GOAL OF THE EXERCISE –
Return the data verbatim from its first line through the line containing "37L235 37L236 32ZM230", including both of those lines.

THE DATA –
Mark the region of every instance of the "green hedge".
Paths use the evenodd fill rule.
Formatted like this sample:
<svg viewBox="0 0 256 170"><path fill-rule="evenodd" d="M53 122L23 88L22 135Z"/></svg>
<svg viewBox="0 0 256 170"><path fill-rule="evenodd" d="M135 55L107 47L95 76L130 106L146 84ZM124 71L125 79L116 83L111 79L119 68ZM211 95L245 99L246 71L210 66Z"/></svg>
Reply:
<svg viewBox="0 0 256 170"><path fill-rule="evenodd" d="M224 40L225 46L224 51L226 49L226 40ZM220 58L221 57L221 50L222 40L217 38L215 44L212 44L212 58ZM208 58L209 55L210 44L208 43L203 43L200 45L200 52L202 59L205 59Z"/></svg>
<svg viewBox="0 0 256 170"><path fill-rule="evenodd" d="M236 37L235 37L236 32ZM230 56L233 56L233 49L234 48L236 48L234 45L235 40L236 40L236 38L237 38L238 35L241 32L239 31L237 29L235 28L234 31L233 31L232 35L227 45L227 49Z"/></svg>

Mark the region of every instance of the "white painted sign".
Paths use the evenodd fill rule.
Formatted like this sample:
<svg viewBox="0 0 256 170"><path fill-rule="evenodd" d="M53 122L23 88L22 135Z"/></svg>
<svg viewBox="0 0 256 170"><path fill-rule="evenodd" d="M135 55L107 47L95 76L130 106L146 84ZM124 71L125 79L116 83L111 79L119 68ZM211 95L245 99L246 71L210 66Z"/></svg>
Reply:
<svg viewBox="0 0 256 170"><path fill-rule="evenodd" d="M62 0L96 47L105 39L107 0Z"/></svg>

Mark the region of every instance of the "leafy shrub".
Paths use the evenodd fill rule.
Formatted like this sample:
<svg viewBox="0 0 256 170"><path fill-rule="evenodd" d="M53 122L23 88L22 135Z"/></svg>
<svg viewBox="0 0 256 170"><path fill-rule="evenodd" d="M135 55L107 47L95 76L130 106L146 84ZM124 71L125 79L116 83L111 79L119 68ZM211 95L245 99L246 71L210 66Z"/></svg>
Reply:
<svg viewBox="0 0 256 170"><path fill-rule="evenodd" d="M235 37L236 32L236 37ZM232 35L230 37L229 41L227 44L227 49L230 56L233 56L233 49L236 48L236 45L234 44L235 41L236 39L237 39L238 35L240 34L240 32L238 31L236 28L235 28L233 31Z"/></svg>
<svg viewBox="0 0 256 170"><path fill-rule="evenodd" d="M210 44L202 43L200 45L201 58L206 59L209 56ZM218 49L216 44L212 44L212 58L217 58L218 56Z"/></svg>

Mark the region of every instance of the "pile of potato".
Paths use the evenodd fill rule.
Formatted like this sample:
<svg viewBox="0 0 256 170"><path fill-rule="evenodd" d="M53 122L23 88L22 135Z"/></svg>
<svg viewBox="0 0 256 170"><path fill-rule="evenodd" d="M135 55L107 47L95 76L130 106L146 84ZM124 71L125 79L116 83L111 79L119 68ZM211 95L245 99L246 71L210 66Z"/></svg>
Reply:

COMPLETE OUTPUT –
Mark the region of every instance of the "green hedge".
Paths use the evenodd fill rule.
Formatted like this sample:
<svg viewBox="0 0 256 170"><path fill-rule="evenodd" d="M53 122L23 88L22 135Z"/></svg>
<svg viewBox="0 0 256 170"><path fill-rule="evenodd" d="M135 55L107 47L95 76L130 106L146 84ZM124 71L125 79L116 83L111 79L119 68ZM211 95L245 99L246 71L210 66Z"/></svg>
Reply:
<svg viewBox="0 0 256 170"><path fill-rule="evenodd" d="M224 40L225 46L224 51L226 49L226 40ZM220 58L221 57L221 50L222 40L217 38L215 44L212 44L212 58ZM208 58L209 55L210 44L208 43L203 43L200 45L200 52L202 59L205 59Z"/></svg>
<svg viewBox="0 0 256 170"><path fill-rule="evenodd" d="M236 37L235 37L236 32ZM230 56L233 56L233 49L234 48L236 48L234 45L235 40L236 40L236 38L237 38L238 35L241 32L239 31L237 29L235 28L234 31L233 31L232 35L227 45L227 49Z"/></svg>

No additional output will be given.